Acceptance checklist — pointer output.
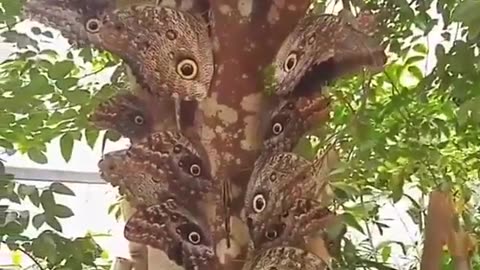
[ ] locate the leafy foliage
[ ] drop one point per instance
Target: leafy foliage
(402, 133)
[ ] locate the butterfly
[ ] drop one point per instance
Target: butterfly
(322, 48)
(282, 198)
(185, 161)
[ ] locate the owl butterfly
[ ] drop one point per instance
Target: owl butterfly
(170, 227)
(169, 51)
(322, 48)
(80, 20)
(185, 160)
(133, 116)
(286, 258)
(291, 119)
(282, 191)
(77, 20)
(141, 188)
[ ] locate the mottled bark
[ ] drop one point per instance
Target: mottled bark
(437, 224)
(246, 34)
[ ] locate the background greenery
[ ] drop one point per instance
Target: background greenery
(403, 133)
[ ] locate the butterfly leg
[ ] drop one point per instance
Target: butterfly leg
(177, 105)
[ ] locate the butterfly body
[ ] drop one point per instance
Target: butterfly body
(286, 258)
(140, 187)
(77, 20)
(322, 48)
(291, 119)
(182, 234)
(186, 161)
(169, 51)
(281, 200)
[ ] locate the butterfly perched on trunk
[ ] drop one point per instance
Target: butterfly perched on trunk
(169, 51)
(140, 187)
(133, 116)
(182, 234)
(80, 20)
(284, 198)
(322, 48)
(291, 119)
(285, 258)
(183, 157)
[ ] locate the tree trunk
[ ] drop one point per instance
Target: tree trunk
(246, 35)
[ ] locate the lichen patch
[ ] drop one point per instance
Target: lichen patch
(245, 7)
(251, 103)
(225, 9)
(224, 113)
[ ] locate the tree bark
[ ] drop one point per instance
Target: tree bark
(246, 34)
(437, 225)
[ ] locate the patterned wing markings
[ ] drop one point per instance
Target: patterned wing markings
(322, 48)
(140, 187)
(283, 193)
(182, 235)
(186, 160)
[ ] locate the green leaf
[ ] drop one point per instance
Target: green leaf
(48, 201)
(35, 198)
(63, 211)
(44, 246)
(53, 222)
(91, 135)
(466, 11)
(60, 188)
(38, 220)
(78, 96)
(66, 146)
(60, 69)
(37, 156)
(386, 253)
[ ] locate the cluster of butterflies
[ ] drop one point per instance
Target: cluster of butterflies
(165, 173)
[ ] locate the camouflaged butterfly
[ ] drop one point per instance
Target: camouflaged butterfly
(322, 48)
(77, 20)
(282, 192)
(184, 160)
(291, 119)
(140, 187)
(285, 258)
(133, 116)
(170, 227)
(80, 20)
(169, 51)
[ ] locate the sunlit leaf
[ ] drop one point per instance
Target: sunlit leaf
(60, 188)
(66, 146)
(63, 211)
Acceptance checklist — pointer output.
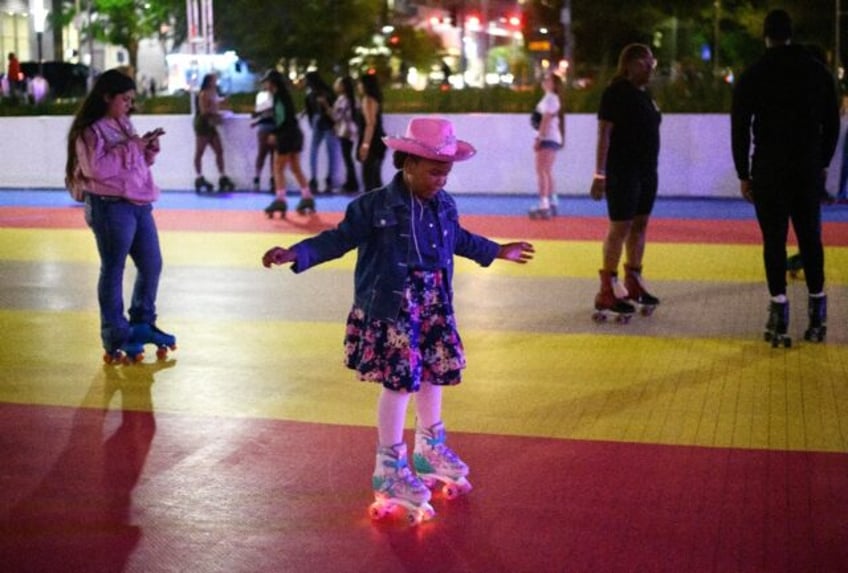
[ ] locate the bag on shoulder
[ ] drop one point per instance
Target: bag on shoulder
(536, 119)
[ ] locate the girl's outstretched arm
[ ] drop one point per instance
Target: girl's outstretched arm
(278, 256)
(519, 252)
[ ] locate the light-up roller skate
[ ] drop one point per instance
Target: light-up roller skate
(436, 462)
(145, 333)
(127, 353)
(396, 486)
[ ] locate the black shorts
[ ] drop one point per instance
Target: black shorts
(289, 140)
(630, 193)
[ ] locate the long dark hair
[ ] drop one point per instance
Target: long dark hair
(371, 87)
(349, 90)
(282, 93)
(109, 84)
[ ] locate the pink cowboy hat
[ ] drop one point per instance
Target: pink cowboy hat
(431, 138)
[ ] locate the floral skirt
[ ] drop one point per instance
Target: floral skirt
(422, 345)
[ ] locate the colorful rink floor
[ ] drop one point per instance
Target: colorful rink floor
(677, 442)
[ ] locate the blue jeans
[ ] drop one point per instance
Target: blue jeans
(124, 229)
(842, 191)
(320, 135)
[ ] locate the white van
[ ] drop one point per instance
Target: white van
(186, 71)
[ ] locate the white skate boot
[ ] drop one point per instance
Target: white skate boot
(396, 486)
(434, 461)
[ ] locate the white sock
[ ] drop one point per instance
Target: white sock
(391, 416)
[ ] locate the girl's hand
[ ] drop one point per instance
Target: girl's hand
(520, 252)
(278, 256)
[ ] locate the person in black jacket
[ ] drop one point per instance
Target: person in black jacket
(786, 105)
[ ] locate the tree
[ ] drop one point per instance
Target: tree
(319, 32)
(126, 22)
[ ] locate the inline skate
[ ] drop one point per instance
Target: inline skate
(637, 292)
(306, 206)
(608, 305)
(144, 333)
(777, 325)
(817, 314)
(436, 462)
(203, 185)
(225, 184)
(278, 205)
(396, 486)
(128, 353)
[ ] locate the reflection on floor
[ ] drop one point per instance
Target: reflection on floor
(678, 442)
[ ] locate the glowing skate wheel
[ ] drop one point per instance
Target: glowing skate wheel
(377, 511)
(451, 491)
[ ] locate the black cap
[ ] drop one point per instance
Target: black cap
(777, 26)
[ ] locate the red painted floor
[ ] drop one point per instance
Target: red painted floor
(571, 228)
(136, 491)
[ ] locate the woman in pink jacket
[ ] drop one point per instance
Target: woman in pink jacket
(108, 168)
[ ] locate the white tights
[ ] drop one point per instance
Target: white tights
(391, 411)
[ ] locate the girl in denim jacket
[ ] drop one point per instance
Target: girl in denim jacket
(401, 331)
(108, 167)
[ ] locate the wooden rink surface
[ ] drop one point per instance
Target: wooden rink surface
(680, 441)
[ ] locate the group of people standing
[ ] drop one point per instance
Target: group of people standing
(785, 127)
(348, 126)
(401, 330)
(346, 120)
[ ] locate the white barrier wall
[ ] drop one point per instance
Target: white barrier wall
(695, 158)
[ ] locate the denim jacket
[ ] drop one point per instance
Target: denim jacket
(378, 225)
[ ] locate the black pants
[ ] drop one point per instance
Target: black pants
(350, 184)
(781, 195)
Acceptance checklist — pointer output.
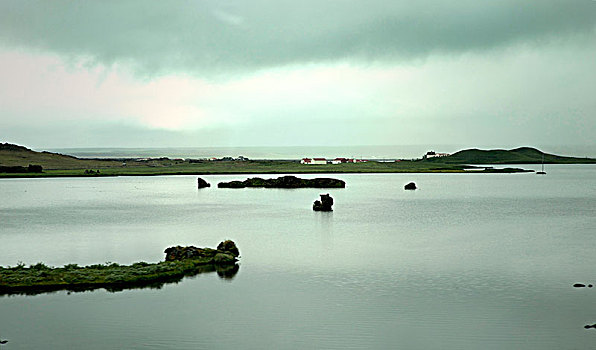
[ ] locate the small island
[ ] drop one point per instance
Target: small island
(179, 262)
(285, 182)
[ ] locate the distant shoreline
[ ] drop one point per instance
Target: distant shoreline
(18, 162)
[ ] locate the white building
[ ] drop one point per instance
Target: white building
(314, 161)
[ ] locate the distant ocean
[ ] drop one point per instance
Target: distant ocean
(298, 152)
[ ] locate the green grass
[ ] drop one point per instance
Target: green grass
(40, 278)
(255, 167)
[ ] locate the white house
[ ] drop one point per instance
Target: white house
(313, 161)
(433, 154)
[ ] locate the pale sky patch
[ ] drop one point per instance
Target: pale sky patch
(232, 73)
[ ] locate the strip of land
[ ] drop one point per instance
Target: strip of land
(59, 165)
(180, 262)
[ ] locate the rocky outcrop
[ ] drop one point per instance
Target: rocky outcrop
(285, 182)
(410, 186)
(226, 253)
(324, 204)
(202, 183)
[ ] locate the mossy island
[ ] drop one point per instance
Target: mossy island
(285, 182)
(180, 262)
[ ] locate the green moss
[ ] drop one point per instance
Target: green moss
(41, 278)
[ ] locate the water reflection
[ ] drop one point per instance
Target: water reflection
(225, 272)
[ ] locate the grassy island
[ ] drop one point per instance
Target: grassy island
(180, 262)
(18, 161)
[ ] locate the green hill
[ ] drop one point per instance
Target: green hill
(15, 155)
(522, 155)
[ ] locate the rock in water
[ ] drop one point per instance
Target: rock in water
(410, 186)
(226, 253)
(285, 182)
(202, 183)
(228, 247)
(324, 204)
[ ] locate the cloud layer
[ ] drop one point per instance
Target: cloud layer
(200, 73)
(212, 36)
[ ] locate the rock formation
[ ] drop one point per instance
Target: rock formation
(202, 183)
(324, 204)
(285, 182)
(226, 253)
(410, 186)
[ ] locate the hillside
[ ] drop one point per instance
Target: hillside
(522, 155)
(14, 155)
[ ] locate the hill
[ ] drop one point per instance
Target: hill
(15, 155)
(522, 155)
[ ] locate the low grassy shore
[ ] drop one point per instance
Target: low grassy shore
(261, 167)
(20, 162)
(180, 262)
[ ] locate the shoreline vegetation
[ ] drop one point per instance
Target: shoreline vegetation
(20, 162)
(180, 262)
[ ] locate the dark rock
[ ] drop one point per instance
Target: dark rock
(190, 252)
(227, 271)
(324, 204)
(224, 258)
(202, 183)
(410, 186)
(231, 184)
(225, 253)
(285, 182)
(228, 247)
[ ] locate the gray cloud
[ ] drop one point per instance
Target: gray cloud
(217, 36)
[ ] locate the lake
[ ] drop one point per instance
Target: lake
(467, 261)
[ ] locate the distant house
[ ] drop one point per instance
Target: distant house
(433, 154)
(314, 161)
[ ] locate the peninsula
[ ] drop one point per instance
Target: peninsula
(179, 262)
(19, 161)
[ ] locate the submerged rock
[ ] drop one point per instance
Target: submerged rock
(324, 204)
(285, 182)
(226, 253)
(202, 183)
(410, 186)
(228, 246)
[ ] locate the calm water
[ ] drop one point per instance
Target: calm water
(468, 261)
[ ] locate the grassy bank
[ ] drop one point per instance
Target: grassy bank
(180, 262)
(40, 278)
(256, 167)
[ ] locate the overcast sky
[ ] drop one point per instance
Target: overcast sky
(280, 73)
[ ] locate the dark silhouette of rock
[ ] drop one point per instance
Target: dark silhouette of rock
(226, 255)
(202, 183)
(324, 204)
(227, 271)
(410, 186)
(228, 246)
(224, 258)
(285, 182)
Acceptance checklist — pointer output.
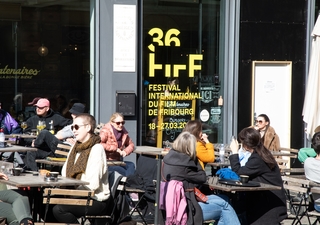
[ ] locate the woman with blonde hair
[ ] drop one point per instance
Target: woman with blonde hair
(205, 150)
(117, 143)
(262, 207)
(181, 164)
(86, 161)
(269, 137)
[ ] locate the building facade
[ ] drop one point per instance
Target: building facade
(160, 62)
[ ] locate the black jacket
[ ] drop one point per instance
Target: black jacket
(179, 166)
(262, 207)
(58, 122)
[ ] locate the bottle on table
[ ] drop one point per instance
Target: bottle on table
(51, 130)
(221, 153)
(2, 137)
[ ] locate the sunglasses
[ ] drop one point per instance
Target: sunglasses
(118, 123)
(76, 126)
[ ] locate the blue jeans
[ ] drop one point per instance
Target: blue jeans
(14, 206)
(217, 208)
(317, 207)
(124, 170)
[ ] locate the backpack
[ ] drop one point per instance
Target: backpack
(120, 207)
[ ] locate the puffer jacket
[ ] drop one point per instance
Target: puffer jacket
(110, 144)
(179, 166)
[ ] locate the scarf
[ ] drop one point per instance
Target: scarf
(76, 169)
(118, 135)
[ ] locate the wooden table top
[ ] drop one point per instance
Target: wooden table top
(219, 164)
(213, 182)
(17, 148)
(28, 180)
(20, 136)
(148, 150)
(61, 163)
(291, 155)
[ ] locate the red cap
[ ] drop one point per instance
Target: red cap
(34, 101)
(42, 102)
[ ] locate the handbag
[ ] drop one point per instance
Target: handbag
(200, 196)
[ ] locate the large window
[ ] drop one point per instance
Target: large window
(44, 52)
(180, 68)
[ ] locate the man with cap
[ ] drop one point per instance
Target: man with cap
(44, 142)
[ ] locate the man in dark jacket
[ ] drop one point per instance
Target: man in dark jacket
(43, 113)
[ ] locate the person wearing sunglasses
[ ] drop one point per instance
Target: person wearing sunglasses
(117, 143)
(262, 207)
(45, 142)
(86, 161)
(269, 136)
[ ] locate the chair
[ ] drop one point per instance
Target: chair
(135, 204)
(120, 206)
(314, 213)
(297, 192)
(70, 197)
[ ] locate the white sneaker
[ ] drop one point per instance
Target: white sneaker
(134, 197)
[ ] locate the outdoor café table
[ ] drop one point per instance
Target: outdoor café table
(17, 148)
(158, 153)
(35, 182)
(288, 154)
(54, 162)
(214, 183)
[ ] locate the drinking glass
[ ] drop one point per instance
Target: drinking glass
(24, 126)
(43, 125)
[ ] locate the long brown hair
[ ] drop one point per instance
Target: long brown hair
(250, 137)
(194, 127)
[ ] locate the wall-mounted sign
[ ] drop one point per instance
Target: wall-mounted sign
(124, 38)
(204, 115)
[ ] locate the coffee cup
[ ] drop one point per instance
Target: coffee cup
(244, 179)
(54, 174)
(16, 171)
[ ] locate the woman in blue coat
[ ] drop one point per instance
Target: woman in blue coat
(181, 164)
(262, 207)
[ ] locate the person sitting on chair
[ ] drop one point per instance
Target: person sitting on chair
(312, 167)
(117, 143)
(14, 206)
(181, 164)
(44, 113)
(86, 161)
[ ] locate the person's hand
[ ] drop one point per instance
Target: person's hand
(3, 176)
(204, 137)
(32, 144)
(71, 141)
(234, 146)
(122, 153)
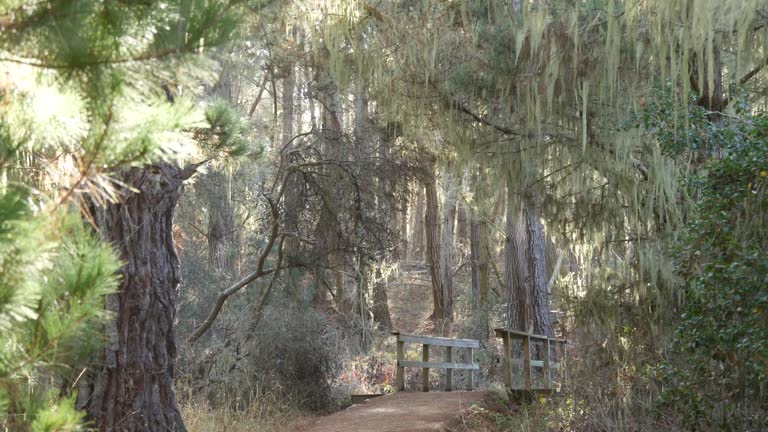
-------
Transcribe exactly, and only, the lines from the one with "[ ] locate the wall-mounted sign" through the final line of the data above. The pictures stay out.

* **Solved problem**
[ ] locate the wall-mounted sign
[ ] drop one point per instance
Target: wall-mounted sign
(124, 38)
(204, 115)
[ ] locate the coffee cup
[ ] drop one point per instance
Target: coffee cup
(244, 179)
(54, 174)
(16, 171)
[ ] locate the woman in blue coat
[ ] drop one point per instance
Target: woman in blue coat
(181, 164)
(262, 207)
[ ] locate the person sitting on chair
[ ] drop one point per instance
Target: person sitting on chair
(312, 167)
(117, 143)
(14, 206)
(181, 164)
(44, 113)
(86, 161)
[ ] locate the person's hand
[ ] drop one point per instance
Target: person's hand
(3, 176)
(204, 137)
(32, 144)
(71, 141)
(234, 146)
(122, 153)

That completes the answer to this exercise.